== EXERCISE DETAILS ==
Carry on the article about HYBE's 2026 producer audition from the point where it stops.
---- SOURCE DOCUMENT
HYBE's Next New Creator audition — the pipeline that surfaced ADORA, who went on to produce for BTS — is back for 2026, but this time the company is consolidating the search across five label…

HYBE, the home of BTS, launches global search for pop music producers

HYBE's Next New Creator audition — the pipeline that surfaced ADORA, who went on to produce for BTS — is back for 2026, but this time the company is consolidating the search across five label divisions simultaneously instead of running it through a single imprint. Applications open July 14 and close August 12. Entry is free, and successful candidates receive a 5 million won creative support fund — roughly $3,270, a fraction of what rival SM Universe charges per semester at its producer academy.

Five labels, one audition — a shift in HYBE's talent-sourcing model

Since 2016, HYBE has rotated the Next New Creator audition between individual labels: Big Hit Music hosted in 2021 and 2023, BELIFT LAB took 2025. The 2026 edition breaks that pattern. For the first time, the competition pools applicants for Big Hit Music, BELIFT LAB, Pledis Entertainment, YX Labels (the Tokyo-based unit rebranded from HYBE Labels Japan in February 2025, home to &TEAM), and HYBE Japan's own division.

The move aligns with what HYBE publicly calls its "multi-home, multi-genre strategy" — an architecture designed to give each label creative autonomy while centralizing infrastructure and, apparently, talent acquisition. Running one audition across five divisions signals a deliberate effort to scale the producer supply side without fragmenting discovery across separate application cycles.

Entry mechanics and the economics of discovery

Eligibility is broad: age 19 or older, no restrictions on gender, career stage, or nationality. Individuals and teams can submit demo files. Candidates who pass internal screening advance to a main competition that may include a song camp; the winner is offered an in-house producer role.

The financial structure stands out against the competitive landscape. SM Entertainment's SM Universe academy, launched in Seoul in 2022 with a producing major, reportedly costs up to 10 million won per semester — double the cash award HYBE pays winners. KQ Entertainment (ATEEZ's label) embeds producer tracks inside its general auditions. HYBE's model — a free-standing, zero-cost audition with a modest stipend — occupies a different niche: lower barrier to entry, higher selectivity on output.
--------
---- DATA ROWS
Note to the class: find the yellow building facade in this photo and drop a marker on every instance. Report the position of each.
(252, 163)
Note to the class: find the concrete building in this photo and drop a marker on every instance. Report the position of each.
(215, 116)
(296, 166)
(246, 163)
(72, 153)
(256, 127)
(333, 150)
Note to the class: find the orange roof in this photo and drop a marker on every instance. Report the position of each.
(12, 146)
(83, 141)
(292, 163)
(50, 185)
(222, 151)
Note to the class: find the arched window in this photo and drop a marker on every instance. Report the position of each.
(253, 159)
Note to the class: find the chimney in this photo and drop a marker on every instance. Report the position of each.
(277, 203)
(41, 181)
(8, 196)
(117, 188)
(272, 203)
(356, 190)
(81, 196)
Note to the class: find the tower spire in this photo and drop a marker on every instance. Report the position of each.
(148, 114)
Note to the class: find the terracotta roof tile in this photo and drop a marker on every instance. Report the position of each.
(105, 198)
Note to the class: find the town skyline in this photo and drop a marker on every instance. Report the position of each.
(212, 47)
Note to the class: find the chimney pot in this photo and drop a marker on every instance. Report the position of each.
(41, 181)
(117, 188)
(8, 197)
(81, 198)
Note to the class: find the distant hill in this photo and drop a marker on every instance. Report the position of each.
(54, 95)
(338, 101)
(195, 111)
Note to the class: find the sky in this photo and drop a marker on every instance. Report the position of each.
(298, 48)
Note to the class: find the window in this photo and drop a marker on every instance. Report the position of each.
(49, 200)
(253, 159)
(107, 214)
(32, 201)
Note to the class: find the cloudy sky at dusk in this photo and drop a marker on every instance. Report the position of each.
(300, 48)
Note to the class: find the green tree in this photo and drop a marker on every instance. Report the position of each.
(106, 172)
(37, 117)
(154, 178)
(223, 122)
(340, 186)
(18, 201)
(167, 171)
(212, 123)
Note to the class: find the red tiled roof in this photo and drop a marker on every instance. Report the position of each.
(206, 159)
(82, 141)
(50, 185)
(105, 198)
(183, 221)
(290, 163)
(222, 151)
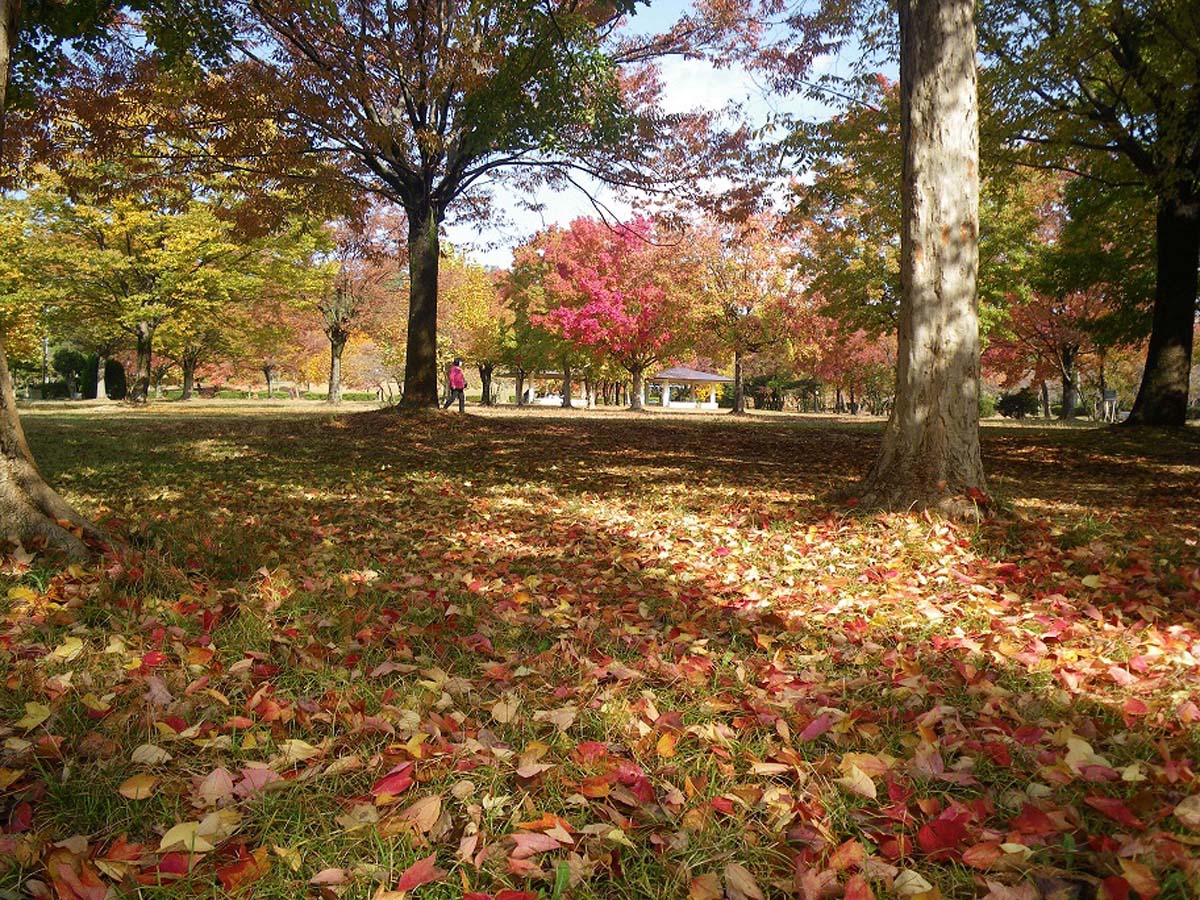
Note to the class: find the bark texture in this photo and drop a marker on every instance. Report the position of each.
(930, 451)
(635, 396)
(30, 510)
(739, 391)
(336, 345)
(1163, 395)
(421, 361)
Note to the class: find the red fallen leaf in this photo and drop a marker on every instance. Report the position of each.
(591, 750)
(941, 837)
(982, 856)
(858, 889)
(817, 727)
(246, 869)
(423, 871)
(1032, 821)
(171, 865)
(84, 886)
(531, 844)
(1115, 810)
(396, 781)
(850, 855)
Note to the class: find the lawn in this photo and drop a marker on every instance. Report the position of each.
(540, 654)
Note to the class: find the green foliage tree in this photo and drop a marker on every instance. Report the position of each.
(1109, 90)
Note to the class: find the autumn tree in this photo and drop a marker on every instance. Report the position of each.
(1109, 90)
(478, 317)
(425, 103)
(610, 291)
(742, 281)
(930, 451)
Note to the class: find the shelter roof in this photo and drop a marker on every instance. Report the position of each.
(682, 373)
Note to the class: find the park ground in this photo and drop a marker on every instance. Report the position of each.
(541, 654)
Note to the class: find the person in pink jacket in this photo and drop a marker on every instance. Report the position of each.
(457, 383)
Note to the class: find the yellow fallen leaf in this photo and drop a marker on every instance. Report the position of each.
(505, 711)
(858, 783)
(66, 651)
(138, 787)
(150, 755)
(35, 714)
(665, 747)
(185, 837)
(297, 750)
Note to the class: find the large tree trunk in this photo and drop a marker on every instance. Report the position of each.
(1163, 395)
(635, 395)
(141, 393)
(30, 510)
(336, 345)
(485, 379)
(930, 450)
(739, 391)
(421, 361)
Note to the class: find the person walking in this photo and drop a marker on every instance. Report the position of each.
(457, 383)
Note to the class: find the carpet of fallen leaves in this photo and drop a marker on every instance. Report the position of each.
(540, 654)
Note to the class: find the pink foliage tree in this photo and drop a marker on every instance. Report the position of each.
(610, 291)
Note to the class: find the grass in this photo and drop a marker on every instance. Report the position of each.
(729, 640)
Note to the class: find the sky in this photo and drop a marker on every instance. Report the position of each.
(689, 84)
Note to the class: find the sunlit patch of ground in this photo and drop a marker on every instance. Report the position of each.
(598, 654)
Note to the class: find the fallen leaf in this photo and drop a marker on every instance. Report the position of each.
(739, 883)
(138, 787)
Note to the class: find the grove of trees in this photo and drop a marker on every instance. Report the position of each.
(225, 192)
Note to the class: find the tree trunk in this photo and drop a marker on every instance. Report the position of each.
(739, 391)
(187, 364)
(141, 393)
(1163, 395)
(101, 388)
(635, 394)
(421, 361)
(30, 510)
(1067, 357)
(930, 450)
(485, 379)
(336, 345)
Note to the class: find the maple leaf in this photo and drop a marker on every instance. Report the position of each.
(423, 871)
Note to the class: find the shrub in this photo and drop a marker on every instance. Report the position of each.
(1019, 405)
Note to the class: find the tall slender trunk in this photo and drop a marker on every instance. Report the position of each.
(930, 449)
(141, 393)
(485, 379)
(1067, 355)
(101, 388)
(336, 345)
(635, 395)
(421, 360)
(1163, 395)
(739, 391)
(187, 364)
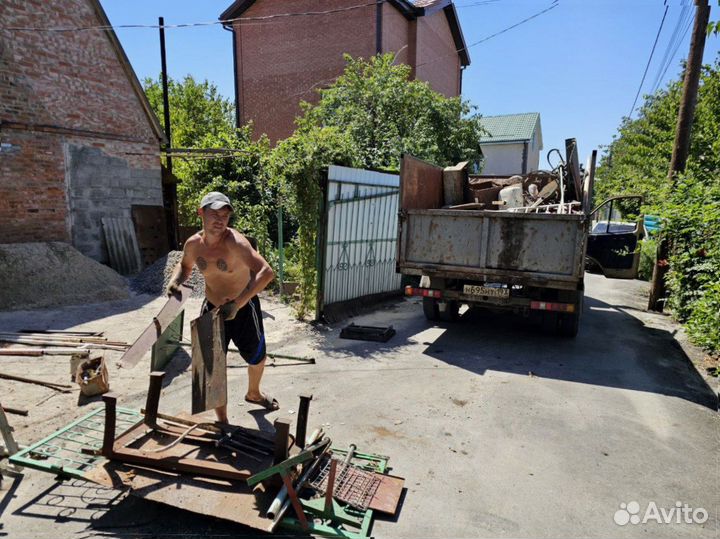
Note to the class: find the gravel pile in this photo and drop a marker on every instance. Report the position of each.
(53, 274)
(154, 278)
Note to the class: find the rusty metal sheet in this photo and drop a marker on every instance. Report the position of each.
(229, 500)
(122, 245)
(152, 333)
(387, 496)
(471, 242)
(209, 373)
(421, 186)
(151, 231)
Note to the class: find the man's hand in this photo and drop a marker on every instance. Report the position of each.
(229, 310)
(173, 289)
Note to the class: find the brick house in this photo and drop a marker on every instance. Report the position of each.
(280, 61)
(78, 139)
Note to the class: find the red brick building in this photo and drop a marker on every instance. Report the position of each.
(285, 49)
(78, 139)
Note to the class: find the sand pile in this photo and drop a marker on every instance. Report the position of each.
(154, 278)
(53, 274)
--------
== OUTPUT ==
What this signals for the broader K-pop production market

The audition's expansion to five labels in a single cycle suggests HYBE is running a capacity constraint on the production side. The company's roster now spans BTS's hiatus-and-return cycle, ENHYPEN (BELIFT LAB), SEVENTEEN (Pledis), and &TEAM (YX Labels) — acts that collectively demand a high volume of pop-leaning tracks at global-release cadence.

By consolidating the search, HYBE reduces duplication in scouting costs while widening the funnel. For independent producers, the pitch is clear: one submission, potential access to multiple label workflows. Whether the $3,270 fund is sufficient to attract top-tier international talent remains an open metric — but the audition has historically functioned less as a financial incentive and more as a credentialing gateway into HYBE's closed production ecosystem.

The company's framing — "ready to step onto the global music industry stage" — reads as positioning language, but the ADORA precedent (2016 entrant, eventual BTS production credits) gives it some weight. The 2026 edition will be the first real test of whether a consolidated, multi-label intake can match or exceed the output quality of the single-label model it replaces.